◆ Instructions for the task
Return only the lines starting at the line that contains "is the shoreline?" and ending with the final line of the listing; include both endpoints.
Start of Records for this exercise
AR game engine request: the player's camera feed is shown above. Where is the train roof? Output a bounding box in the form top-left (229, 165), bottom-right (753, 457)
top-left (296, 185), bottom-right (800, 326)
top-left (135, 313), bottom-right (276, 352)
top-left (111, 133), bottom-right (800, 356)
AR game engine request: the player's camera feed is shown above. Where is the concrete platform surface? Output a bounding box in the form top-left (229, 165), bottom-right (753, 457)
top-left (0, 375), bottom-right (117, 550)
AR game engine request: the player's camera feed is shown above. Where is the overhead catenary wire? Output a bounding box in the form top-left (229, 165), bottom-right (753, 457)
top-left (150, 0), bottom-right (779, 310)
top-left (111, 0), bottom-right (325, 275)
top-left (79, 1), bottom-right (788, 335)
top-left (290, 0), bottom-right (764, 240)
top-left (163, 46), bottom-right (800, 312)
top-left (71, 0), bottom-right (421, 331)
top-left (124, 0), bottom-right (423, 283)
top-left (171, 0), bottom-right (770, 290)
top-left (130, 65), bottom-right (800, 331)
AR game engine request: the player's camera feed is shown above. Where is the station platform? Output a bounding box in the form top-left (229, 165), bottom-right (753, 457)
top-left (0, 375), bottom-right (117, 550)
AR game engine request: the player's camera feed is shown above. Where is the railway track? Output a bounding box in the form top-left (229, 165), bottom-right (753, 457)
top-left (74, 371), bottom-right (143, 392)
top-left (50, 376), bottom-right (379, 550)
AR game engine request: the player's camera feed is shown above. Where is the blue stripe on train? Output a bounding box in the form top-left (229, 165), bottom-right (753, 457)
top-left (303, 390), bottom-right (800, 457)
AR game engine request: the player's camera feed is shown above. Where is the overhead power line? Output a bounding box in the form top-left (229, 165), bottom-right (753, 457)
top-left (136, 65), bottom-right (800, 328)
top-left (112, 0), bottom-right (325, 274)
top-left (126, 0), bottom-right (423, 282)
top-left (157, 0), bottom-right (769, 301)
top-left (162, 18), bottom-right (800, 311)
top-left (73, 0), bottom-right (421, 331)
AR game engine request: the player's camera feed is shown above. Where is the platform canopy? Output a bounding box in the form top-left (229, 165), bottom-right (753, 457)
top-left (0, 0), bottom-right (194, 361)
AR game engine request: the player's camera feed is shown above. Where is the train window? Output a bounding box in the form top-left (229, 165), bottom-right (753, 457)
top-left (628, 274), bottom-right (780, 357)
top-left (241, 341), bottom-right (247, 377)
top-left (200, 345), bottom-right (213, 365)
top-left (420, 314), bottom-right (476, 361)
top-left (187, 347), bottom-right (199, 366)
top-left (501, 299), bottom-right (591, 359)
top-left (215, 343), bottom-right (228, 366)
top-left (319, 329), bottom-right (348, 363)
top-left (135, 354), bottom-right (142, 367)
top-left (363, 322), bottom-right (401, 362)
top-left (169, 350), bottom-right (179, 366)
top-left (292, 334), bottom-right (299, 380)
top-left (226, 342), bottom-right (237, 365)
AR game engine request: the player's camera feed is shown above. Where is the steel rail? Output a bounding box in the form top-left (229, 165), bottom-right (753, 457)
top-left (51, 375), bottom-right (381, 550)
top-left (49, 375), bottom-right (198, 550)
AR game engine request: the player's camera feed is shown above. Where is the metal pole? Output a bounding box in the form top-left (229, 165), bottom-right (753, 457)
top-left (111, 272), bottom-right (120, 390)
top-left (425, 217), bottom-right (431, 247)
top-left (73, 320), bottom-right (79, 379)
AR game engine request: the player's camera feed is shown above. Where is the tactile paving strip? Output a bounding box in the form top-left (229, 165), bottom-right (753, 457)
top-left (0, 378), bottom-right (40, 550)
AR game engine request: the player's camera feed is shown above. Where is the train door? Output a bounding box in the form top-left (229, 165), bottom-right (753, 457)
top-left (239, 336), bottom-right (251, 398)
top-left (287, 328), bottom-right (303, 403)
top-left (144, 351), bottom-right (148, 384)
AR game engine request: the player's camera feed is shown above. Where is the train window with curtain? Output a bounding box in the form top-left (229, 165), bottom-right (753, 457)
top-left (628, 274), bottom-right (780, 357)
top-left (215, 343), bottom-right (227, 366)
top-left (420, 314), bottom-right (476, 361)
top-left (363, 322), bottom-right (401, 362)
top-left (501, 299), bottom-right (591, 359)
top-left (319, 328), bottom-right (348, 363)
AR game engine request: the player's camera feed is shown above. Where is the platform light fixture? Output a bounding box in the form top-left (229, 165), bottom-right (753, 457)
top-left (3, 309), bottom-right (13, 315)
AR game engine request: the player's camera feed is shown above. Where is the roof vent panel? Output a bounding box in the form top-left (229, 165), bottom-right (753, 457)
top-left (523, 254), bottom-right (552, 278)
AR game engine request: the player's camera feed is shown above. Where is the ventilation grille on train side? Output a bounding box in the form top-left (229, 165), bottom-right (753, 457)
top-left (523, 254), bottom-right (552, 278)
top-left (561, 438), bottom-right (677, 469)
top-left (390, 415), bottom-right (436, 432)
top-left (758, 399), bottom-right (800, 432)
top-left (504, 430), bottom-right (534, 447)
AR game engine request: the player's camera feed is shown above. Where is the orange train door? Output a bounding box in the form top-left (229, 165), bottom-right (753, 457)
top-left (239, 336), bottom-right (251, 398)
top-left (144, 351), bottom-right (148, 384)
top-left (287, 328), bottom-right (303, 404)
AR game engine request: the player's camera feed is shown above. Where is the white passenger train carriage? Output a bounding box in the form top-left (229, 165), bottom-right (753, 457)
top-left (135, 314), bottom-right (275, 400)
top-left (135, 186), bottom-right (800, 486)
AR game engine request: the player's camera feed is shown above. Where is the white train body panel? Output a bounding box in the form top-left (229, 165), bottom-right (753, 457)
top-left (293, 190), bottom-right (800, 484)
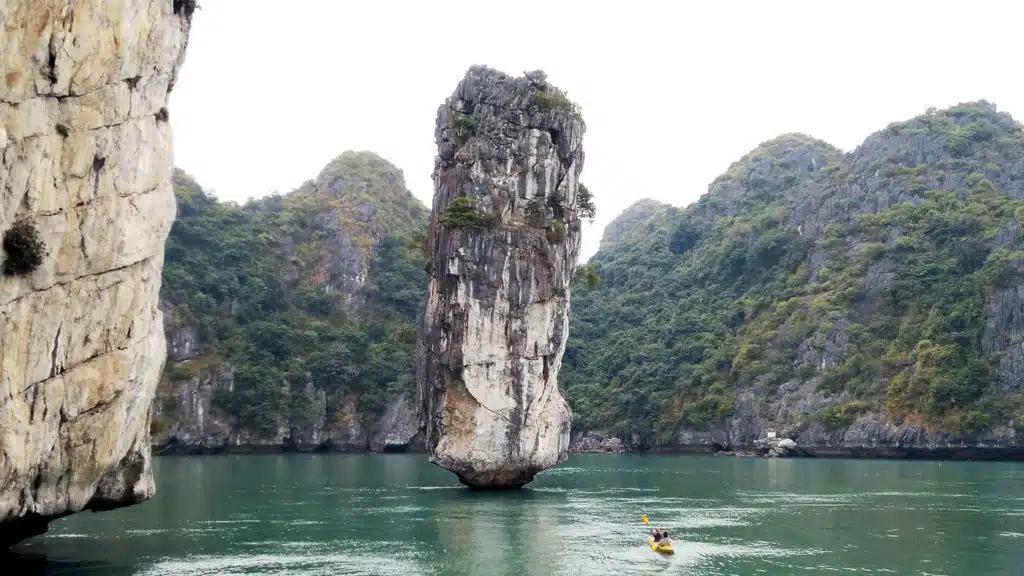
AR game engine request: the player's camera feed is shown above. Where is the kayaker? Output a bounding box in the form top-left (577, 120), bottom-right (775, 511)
top-left (651, 528), bottom-right (662, 542)
top-left (661, 531), bottom-right (673, 546)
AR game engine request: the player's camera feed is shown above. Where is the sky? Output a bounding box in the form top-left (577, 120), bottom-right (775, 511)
top-left (169, 1), bottom-right (1024, 261)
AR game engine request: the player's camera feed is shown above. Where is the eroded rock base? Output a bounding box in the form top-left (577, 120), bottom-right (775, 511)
top-left (0, 515), bottom-right (55, 549)
top-left (451, 468), bottom-right (544, 491)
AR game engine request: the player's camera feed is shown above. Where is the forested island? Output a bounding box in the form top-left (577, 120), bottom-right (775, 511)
top-left (153, 101), bottom-right (1024, 459)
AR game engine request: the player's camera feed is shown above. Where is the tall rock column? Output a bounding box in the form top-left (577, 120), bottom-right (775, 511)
top-left (418, 66), bottom-right (586, 489)
top-left (0, 1), bottom-right (192, 546)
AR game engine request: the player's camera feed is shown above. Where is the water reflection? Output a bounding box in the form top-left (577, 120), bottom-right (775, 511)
top-left (433, 488), bottom-right (565, 575)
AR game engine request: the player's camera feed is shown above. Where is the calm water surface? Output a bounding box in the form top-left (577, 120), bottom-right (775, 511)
top-left (8, 454), bottom-right (1023, 575)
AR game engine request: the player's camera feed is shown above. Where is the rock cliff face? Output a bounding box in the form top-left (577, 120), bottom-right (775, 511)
top-left (152, 350), bottom-right (421, 454)
top-left (152, 155), bottom-right (428, 454)
top-left (0, 0), bottom-right (192, 546)
top-left (418, 66), bottom-right (587, 488)
top-left (564, 102), bottom-right (1024, 458)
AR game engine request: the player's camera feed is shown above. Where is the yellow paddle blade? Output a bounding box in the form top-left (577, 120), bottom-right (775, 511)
top-left (640, 515), bottom-right (649, 525)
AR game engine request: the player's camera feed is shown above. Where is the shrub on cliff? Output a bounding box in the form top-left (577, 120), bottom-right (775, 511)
top-left (526, 199), bottom-right (548, 227)
top-left (572, 265), bottom-right (600, 288)
top-left (439, 196), bottom-right (496, 230)
top-left (534, 87), bottom-right (581, 119)
top-left (577, 184), bottom-right (596, 221)
top-left (452, 113), bottom-right (476, 145)
top-left (546, 221), bottom-right (567, 244)
top-left (819, 401), bottom-right (872, 429)
top-left (2, 219), bottom-right (46, 276)
top-left (173, 0), bottom-right (199, 18)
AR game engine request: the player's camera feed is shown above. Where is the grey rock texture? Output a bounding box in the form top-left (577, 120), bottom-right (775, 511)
top-left (752, 436), bottom-right (798, 457)
top-left (0, 0), bottom-right (192, 546)
top-left (370, 394), bottom-right (421, 452)
top-left (418, 66), bottom-right (587, 488)
top-left (569, 432), bottom-right (625, 453)
top-left (791, 102), bottom-right (1024, 237)
top-left (152, 358), bottom-right (421, 454)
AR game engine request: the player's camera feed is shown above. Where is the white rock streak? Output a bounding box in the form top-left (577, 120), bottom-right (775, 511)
top-left (419, 67), bottom-right (585, 488)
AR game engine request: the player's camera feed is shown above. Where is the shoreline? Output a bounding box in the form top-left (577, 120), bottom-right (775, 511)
top-left (152, 442), bottom-right (425, 456)
top-left (151, 443), bottom-right (1024, 461)
top-left (680, 445), bottom-right (1024, 461)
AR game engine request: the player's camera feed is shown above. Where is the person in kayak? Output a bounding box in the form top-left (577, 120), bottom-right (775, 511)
End of Records for this exercise
◆ Result of the exercise
AR game engine request: the player's camera feed is shown above. Where is the shoreline? Output a bounding box in the form top-left (577, 120), bottom-right (775, 511)
top-left (152, 442), bottom-right (425, 456)
top-left (151, 443), bottom-right (1024, 461)
top-left (680, 445), bottom-right (1024, 461)
AR game engine request: the player's camera feed is shown above. Where is the person in kayak? Output a bounding box in the form top-left (577, 120), bottom-right (775, 511)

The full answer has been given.